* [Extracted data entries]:
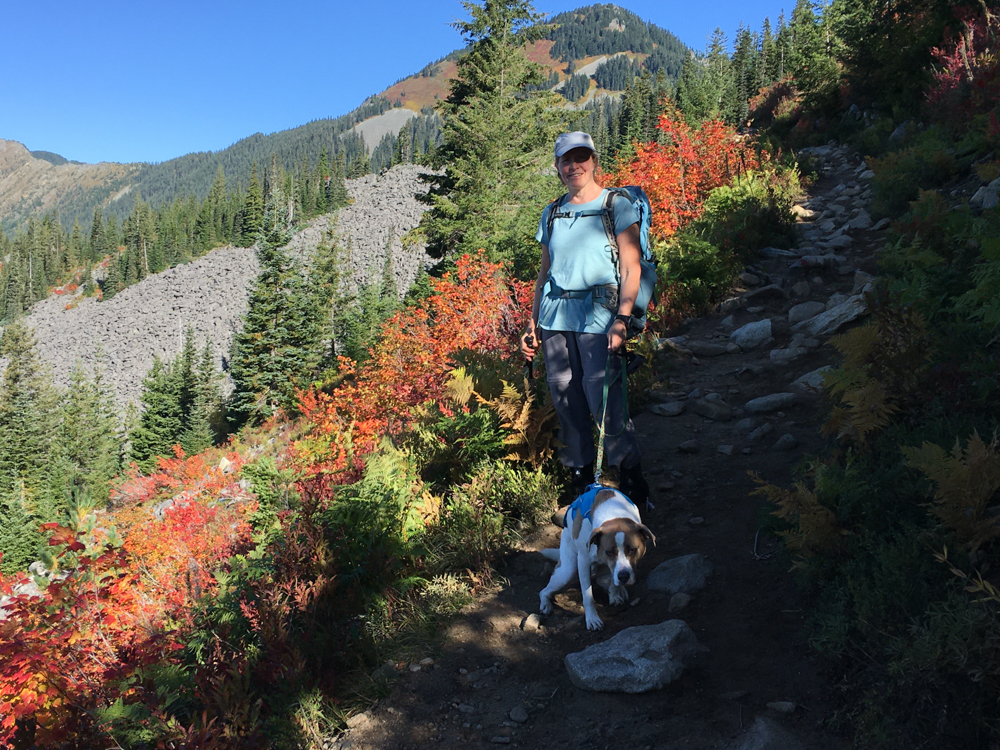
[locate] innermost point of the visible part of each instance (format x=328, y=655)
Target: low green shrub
x=694, y=275
x=753, y=212
x=930, y=162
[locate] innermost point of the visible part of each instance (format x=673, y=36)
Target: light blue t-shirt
x=579, y=259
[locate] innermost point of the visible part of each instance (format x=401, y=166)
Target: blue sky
x=107, y=80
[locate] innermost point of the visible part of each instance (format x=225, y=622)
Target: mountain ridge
x=46, y=182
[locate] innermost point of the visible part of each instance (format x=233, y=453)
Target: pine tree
x=337, y=195
x=199, y=432
x=497, y=139
x=27, y=423
x=161, y=421
x=253, y=209
x=86, y=442
x=273, y=356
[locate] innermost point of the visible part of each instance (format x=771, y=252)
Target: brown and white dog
x=602, y=525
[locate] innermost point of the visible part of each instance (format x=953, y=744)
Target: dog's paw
x=617, y=595
x=593, y=621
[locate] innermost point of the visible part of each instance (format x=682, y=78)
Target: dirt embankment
x=499, y=678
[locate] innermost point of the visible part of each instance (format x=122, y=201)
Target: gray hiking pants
x=574, y=365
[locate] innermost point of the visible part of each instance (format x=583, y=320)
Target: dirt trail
x=499, y=677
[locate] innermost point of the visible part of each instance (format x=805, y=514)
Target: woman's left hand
x=616, y=335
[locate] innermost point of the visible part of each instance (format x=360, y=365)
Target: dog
x=602, y=525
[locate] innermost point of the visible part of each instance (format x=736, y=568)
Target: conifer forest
x=231, y=562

* [Directions for this task]: Output the records above unchanged, minus their pictures.

* [Exercise answer]:
[locate] innermost point of the visible part of each instance (format x=328, y=655)
Target: low green shrub
x=694, y=275
x=753, y=212
x=930, y=162
[locate] innermost point of the visible part of each instance (format x=673, y=36)
Target: light blue t-shirt
x=579, y=259
[locate] innermost point of the visible part of each instance (format x=401, y=166)
Target: blue sky
x=107, y=80
[locate] innermost point of the visible part of each instance (format x=225, y=622)
Target: mountain ridge
x=46, y=182
[locate] innermost point of the visible part of each instance (format x=233, y=453)
Target: pine tree
x=337, y=195
x=199, y=432
x=497, y=139
x=27, y=423
x=161, y=421
x=253, y=209
x=86, y=442
x=273, y=356
[locate] innermost point of the visible part of each instance (format x=771, y=252)
Target: brown and white dog
x=602, y=525
[locate] innermost point of the visible part of each instance (format x=953, y=744)
Target: dog's paw
x=617, y=595
x=593, y=621
[locate] innermost point of the visible part of each instance (format x=682, y=78)
Target: dirt embankment
x=499, y=678
[locate] innermost point of the visible part of each instance (format x=122, y=201)
Target: gray hiking pants
x=574, y=365
[locate] innermost point of the visible part of each instance (format x=583, y=320)
Target: dirt trail
x=499, y=677
[locate] innermost point of the visible part of each instance (format x=805, y=514)
Target: woman's left hand
x=616, y=335
[locate] innermost point of the visible part of each instance (format x=360, y=365)
Target: dog
x=602, y=525
[locate] innermost point of the visible part of each instance (format x=736, y=568)
Target: conifer forest
x=231, y=562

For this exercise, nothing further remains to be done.